[Opening Text under study section]

Sangree was born outside of Philadelphia on November 23, 1923. His birth preceded mine by just over one year. Our father, Hans Froelicher Jr., practiced law in Philadelphia but in 1932, moved to Baltimore Maryland to become Headmaster of the Park School. We followed soon thereafter.

There were five children in the Froelicher family, Hans III, Joyce (Judy), Sangree, Charles and Fred. During World War II, in spite of being Philadelphia Birthright Quakers and eligible to be conscientious objectors, all four boys served in the Armed Forces while sister Judy became a US Navy cryptographer.

In his last two years at the Park School, Sangree competed vigorously and successfully in soccer, basketball and lacrosse. In 1941, he was Vice President of the Student Council, captained the lacrosse team and led it to an undefeated season. In the process, he was elected to the Maryland All State Lacrosse Team.

In the fall of 1941, Sangree went off to Colgate University. It was a perfect fit.

In the spring holiday of 1943, all young men our age were required to declare a preference for the Navy, Marine Corps, Army or Air Force. Sangree and I agreed on the Navy and walked down to the Fifth Regiment Armory to sign up. After the eye exam, I was sent on down the hallway. He was next. By the time he was through, I was on my way and into a Naval Training Program. We met at the end of the day and were not happy. He was colorblind and had been ordered into the Army. We had hoped to serve on the same ship.

[Closing Text under study section]
[Opening Dataset extract section]

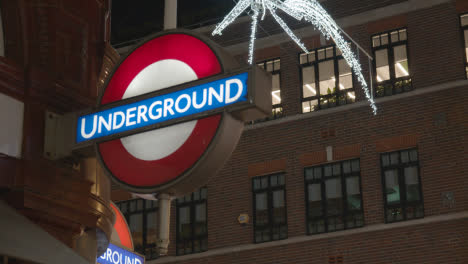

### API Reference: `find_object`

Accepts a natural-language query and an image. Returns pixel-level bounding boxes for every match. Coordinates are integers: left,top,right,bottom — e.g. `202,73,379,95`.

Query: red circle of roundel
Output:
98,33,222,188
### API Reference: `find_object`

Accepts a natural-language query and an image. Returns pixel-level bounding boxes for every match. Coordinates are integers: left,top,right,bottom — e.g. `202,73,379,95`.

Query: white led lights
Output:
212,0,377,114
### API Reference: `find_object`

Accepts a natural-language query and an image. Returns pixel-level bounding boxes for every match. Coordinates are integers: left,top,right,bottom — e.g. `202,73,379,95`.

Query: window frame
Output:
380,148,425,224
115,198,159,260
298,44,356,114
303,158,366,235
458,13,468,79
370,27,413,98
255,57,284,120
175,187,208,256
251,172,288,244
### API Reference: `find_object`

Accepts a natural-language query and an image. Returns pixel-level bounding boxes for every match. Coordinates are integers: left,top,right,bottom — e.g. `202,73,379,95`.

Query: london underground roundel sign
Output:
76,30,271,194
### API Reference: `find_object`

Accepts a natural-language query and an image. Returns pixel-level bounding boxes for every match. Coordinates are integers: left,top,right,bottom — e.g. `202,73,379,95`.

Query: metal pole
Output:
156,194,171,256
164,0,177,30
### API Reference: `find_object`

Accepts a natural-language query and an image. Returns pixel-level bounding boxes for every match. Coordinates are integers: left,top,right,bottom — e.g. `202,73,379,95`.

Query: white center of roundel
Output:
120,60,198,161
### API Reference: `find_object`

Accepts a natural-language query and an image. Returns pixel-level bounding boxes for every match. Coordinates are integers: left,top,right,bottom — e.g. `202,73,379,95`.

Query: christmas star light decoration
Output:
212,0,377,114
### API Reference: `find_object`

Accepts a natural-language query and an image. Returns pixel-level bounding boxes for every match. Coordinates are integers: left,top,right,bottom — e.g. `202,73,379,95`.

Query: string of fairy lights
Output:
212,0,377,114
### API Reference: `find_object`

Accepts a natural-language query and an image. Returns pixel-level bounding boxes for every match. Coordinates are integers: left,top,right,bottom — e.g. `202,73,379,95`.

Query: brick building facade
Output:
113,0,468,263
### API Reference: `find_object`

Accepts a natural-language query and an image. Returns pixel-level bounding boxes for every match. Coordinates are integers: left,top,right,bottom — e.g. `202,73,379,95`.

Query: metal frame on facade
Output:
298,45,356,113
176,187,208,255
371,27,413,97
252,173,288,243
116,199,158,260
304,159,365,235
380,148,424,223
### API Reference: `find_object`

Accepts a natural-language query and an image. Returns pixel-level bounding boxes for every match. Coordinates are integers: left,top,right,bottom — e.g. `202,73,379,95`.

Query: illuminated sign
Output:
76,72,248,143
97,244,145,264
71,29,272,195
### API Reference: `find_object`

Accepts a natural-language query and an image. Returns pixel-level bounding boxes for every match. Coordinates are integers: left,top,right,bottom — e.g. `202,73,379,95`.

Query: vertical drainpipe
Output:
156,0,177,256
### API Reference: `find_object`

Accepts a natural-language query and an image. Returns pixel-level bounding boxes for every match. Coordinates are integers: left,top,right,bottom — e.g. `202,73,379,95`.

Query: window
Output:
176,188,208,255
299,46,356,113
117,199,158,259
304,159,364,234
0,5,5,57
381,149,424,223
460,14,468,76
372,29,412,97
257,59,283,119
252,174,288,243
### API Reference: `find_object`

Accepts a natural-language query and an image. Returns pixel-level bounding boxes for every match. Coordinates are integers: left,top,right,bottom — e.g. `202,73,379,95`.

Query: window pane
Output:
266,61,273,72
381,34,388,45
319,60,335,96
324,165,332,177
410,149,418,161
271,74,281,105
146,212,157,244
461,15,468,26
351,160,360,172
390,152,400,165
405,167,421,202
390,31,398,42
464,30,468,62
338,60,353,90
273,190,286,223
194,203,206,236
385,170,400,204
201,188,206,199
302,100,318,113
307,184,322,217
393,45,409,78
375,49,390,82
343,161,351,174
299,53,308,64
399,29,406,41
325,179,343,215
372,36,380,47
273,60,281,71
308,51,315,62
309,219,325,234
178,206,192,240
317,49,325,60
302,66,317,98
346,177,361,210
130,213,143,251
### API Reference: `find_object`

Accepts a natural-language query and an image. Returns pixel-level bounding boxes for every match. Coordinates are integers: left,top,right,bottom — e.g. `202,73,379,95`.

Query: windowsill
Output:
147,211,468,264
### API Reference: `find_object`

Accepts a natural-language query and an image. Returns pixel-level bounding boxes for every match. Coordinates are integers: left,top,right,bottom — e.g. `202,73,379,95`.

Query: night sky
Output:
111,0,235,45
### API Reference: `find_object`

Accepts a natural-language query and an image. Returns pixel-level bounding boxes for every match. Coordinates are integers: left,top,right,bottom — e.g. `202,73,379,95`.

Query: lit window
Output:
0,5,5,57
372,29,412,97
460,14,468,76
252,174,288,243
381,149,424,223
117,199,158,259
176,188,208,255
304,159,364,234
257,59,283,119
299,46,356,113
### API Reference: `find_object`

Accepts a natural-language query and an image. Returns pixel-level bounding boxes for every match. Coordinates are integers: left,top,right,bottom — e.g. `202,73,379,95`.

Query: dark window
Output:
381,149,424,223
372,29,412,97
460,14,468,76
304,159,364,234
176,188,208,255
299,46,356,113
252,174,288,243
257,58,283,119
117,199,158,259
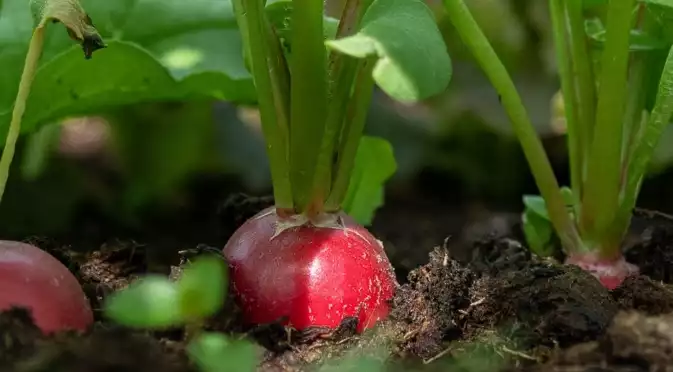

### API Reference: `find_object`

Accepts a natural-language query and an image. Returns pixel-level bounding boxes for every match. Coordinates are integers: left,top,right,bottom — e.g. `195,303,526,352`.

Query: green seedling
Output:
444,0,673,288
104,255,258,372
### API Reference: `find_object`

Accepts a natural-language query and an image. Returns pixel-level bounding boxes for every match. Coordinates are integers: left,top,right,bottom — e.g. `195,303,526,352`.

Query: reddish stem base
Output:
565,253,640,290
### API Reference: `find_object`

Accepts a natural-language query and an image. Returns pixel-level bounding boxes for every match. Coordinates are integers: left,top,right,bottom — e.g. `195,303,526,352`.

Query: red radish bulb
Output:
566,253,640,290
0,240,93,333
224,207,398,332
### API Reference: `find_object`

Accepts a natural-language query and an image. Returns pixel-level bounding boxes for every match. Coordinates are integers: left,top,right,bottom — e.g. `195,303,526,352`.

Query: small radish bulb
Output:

[Closing Dataset extract section]
[Opening Dataset extract section]

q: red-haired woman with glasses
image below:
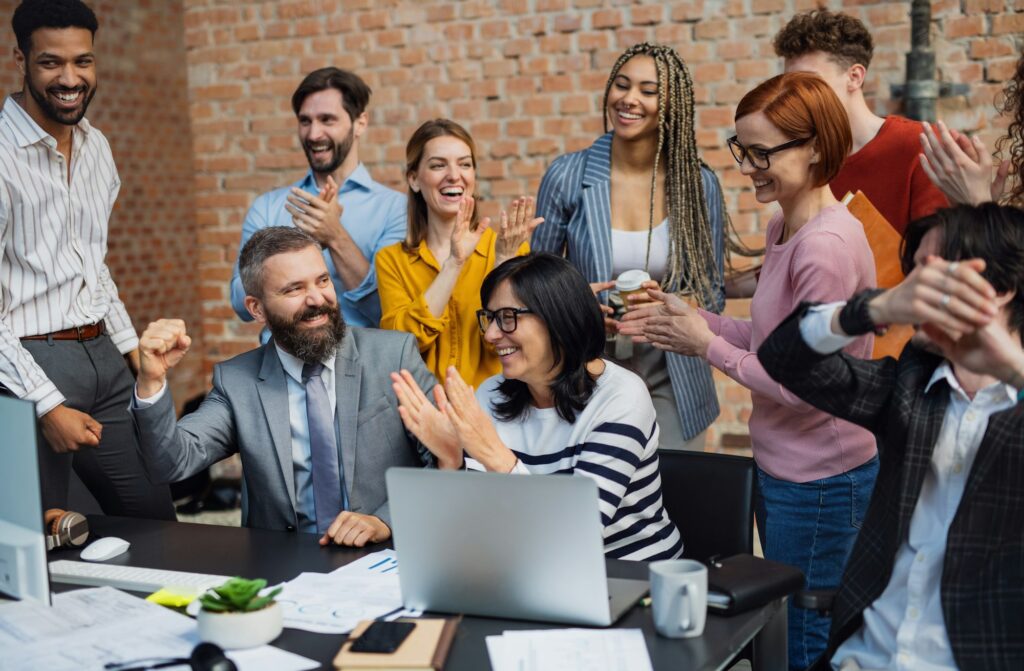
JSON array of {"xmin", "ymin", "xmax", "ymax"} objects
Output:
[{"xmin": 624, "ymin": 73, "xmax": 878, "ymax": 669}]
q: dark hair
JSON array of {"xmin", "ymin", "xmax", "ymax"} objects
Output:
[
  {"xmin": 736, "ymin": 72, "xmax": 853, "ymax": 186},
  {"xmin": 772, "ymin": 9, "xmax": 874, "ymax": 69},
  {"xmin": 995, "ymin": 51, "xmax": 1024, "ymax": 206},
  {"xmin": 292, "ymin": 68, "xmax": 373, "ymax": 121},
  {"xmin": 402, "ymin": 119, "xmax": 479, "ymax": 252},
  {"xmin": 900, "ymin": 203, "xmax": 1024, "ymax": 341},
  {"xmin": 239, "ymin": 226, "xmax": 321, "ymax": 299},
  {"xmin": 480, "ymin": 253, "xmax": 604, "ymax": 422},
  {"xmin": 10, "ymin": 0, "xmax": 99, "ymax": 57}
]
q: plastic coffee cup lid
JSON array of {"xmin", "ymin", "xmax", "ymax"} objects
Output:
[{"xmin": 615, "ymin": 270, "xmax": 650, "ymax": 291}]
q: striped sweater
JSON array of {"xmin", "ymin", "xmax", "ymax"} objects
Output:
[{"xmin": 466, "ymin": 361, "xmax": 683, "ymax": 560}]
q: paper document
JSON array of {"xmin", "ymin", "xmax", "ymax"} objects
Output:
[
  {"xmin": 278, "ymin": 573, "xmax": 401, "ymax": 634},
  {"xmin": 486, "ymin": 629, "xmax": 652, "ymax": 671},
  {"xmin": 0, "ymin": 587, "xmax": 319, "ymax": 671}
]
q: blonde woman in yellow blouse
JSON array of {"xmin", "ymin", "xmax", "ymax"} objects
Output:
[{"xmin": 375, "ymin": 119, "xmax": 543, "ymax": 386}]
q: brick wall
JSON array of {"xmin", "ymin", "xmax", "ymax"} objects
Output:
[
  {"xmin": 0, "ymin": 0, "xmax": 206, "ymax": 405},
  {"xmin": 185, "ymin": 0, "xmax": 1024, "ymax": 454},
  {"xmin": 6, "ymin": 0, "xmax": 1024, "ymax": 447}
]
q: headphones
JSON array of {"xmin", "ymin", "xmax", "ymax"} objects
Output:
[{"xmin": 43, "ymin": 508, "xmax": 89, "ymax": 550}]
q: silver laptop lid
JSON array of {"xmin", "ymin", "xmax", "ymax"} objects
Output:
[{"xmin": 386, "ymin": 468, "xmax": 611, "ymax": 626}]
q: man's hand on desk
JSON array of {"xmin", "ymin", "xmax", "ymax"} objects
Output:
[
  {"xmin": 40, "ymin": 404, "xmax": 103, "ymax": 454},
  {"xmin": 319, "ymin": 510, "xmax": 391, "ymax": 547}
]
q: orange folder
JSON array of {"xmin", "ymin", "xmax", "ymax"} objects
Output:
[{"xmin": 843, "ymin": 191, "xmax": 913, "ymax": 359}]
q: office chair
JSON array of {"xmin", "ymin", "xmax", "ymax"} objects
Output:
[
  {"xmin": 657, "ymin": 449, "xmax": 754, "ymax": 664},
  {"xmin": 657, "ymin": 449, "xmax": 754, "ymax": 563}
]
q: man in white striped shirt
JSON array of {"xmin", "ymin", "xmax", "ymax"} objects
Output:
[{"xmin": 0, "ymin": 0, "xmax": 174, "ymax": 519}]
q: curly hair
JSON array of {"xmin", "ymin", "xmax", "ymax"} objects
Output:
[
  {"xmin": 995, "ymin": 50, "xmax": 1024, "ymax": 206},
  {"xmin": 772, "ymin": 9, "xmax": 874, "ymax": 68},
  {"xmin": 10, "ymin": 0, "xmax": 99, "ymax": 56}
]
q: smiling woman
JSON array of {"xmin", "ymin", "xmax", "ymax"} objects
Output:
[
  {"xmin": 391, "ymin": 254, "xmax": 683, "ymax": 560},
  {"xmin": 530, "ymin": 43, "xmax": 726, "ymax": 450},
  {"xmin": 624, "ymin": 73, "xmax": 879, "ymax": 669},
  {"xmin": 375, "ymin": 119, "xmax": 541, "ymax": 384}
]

[Closing Dataset extract section]
[Opening Dataset extract section]

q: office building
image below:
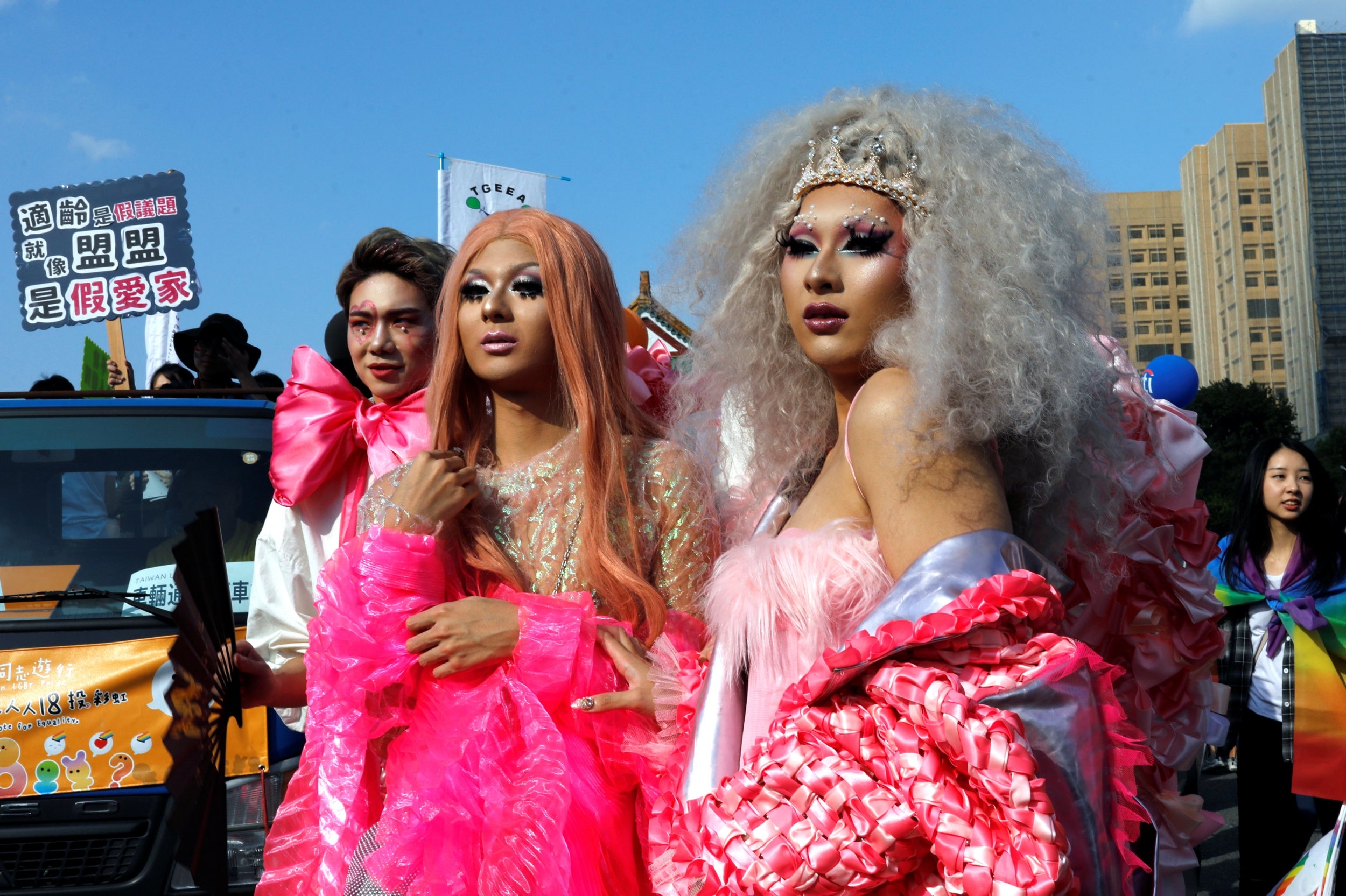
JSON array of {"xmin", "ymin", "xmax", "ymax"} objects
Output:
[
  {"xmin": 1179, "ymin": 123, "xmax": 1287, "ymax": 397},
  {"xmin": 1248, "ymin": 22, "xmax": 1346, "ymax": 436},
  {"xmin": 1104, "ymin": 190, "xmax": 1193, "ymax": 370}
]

[Closing Dataset extract section]

### Problems to solve
• a. In the passage about Sangree Froelicher, what office did Sangree hold on the Student Council in 1941?
• b. Please change "soccer" to "football" and give the passage about Sangree again between "In his last" and "a perfect fit.", inclusive.

### Written responses
• a. Vice President

• b.
In his last two years at the Park School, Sangree competed vigorously and successfully in football, basketball and lacrosse. In 1941, he was Vice President of the Student Council, captained the lacrosse team and led it to an undefeated season. In the process, he was elected to the Maryland All State Lacrosse Team.

In the fall of 1941, Sangree went off to Colgate University. It was a perfect fit.